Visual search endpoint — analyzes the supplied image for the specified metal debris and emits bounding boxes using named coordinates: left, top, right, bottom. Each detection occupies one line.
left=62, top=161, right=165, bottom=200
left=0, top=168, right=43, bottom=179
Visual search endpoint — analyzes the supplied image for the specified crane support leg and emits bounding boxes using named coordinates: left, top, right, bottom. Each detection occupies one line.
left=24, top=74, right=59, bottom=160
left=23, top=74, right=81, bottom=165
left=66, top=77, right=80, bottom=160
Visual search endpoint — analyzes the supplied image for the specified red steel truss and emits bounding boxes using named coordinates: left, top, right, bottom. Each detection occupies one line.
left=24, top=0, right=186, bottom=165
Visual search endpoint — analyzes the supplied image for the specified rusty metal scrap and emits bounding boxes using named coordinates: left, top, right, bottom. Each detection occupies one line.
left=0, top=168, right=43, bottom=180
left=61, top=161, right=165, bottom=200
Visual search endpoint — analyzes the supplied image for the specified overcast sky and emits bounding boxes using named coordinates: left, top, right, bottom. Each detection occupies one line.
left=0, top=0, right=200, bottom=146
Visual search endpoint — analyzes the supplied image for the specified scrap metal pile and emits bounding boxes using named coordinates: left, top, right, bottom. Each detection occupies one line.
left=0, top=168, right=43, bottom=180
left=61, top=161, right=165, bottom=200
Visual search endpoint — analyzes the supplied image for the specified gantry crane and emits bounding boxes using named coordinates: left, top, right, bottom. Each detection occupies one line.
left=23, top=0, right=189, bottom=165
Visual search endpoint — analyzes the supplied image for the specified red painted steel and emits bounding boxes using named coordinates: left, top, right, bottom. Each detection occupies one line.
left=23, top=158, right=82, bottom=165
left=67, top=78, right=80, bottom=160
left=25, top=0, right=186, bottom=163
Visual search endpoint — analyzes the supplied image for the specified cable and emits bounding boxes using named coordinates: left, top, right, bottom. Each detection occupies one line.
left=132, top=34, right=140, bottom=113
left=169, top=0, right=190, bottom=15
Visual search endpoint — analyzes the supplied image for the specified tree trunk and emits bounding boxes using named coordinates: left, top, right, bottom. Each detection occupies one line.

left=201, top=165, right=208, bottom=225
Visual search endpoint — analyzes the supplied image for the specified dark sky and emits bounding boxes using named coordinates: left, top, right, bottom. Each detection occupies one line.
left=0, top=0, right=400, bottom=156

Your task:
Copy the listing from its first line through the line that contains "left=0, top=0, right=200, bottom=146", substituting "returns" for "emits" and changing nothing else.

Answer below:
Visual search endpoint — analyzes the supplied image for the specified metal debris and returns bounding boxes using named coordinates: left, top, right, bottom. Each detection occupies one line.
left=62, top=161, right=165, bottom=200
left=0, top=168, right=43, bottom=179
Visual search endpoint — analyzes the supplied image for the specified crane support leg and returns bounding boxes using named coordinates: left, top, right, bottom. Each detection occupies one line.
left=24, top=74, right=59, bottom=160
left=23, top=74, right=81, bottom=165
left=66, top=77, right=80, bottom=160
Visual search endpoint — analyzes the supplied image for the specified red steel truss and returns bounding boxes using named coordinates: left, top, right, bottom. Each detection occupies one line.
left=24, top=0, right=186, bottom=165
Visual search endpoint — analyzes the supplied image for the specified rusty metal scrap and returns bounding boxes using named coordinates: left, top, right, bottom. Each detection occupies one line.
left=0, top=168, right=43, bottom=180
left=61, top=161, right=165, bottom=200
Visual search endpoint — analyzes the supplied image for the specified overcast sky and returns bounding boxes using named coordinates: left, top, right, bottom. Each detection occupies one line.
left=0, top=0, right=200, bottom=146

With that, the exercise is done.